Friday, September 27, 2013

Who Knew Anyone Read It?

Having just come off the heels of a rant that carried a little more weight than I intended, read by folks I had no idea might read it, I'm thinking while I've got them here I may as well say a few other really important things.

There are plenty of words, pets names, countries, book titles and foods without the letter "a" in them. If you don't know that already, put down the smartphone and get smart yourself.

Social media has made us feel compelled to dwell on the food choices and favorite memes (which is an obnoxious word for 'sayings') of people we otherwise don't hang out with. Imagine receiving a similar item in the mail: **opens greeting card from childhood friend she hasn't seen in twenty years with picture of sandwich in it; runs to desk and writes "i like your sandwich" on a card and posts it to the mail**. Yep, that's worth reading. ((No. No it's not.))

While we're at it, the term 'social media' has become the instrument by which we feel connected to another human being using an electronic device and our own fingers. I'll leave that right there for you to extrapolate on your own.

The other day there were a series of messages running rampant through my Facebook page to which I was, sadly and stupidly, a party, regarding something many thought was critically important. Today, the most frequently posted item on my timeline is Jimmy Fallon having a lip synching contest with two other fellows (who are phenomenal, BTW). If I'm honest, I much more enjoyed reading the Fallon video comments than the others.

* ENTRIES SHOWN *

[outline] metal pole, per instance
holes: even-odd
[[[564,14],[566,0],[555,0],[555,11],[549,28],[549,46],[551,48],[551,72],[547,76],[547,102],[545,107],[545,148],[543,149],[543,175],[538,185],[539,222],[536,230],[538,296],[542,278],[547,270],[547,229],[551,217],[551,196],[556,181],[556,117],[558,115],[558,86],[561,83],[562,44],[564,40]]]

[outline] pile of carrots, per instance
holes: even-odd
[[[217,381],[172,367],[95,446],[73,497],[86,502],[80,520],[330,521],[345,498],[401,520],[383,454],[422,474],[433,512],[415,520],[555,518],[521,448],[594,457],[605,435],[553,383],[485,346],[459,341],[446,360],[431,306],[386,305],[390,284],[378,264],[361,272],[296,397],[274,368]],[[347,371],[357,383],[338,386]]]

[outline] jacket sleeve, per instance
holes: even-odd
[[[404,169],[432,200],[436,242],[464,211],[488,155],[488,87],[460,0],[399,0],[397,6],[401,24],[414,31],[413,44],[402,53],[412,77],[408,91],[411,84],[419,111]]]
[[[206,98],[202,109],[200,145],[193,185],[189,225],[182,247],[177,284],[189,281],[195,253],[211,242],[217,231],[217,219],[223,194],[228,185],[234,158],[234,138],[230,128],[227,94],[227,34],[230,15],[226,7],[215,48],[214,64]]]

* TASK OBJECTIVE *
Reproduce word for word the part of the social media post above between "There are plenty" and "get smart yourself.", inclusive.

* IN RESPONSE *
There are plenty of words, pets names, countries, book titles and foods without the letter "a" in them. If you don't know that already, put down the smartphone and get smart yourself.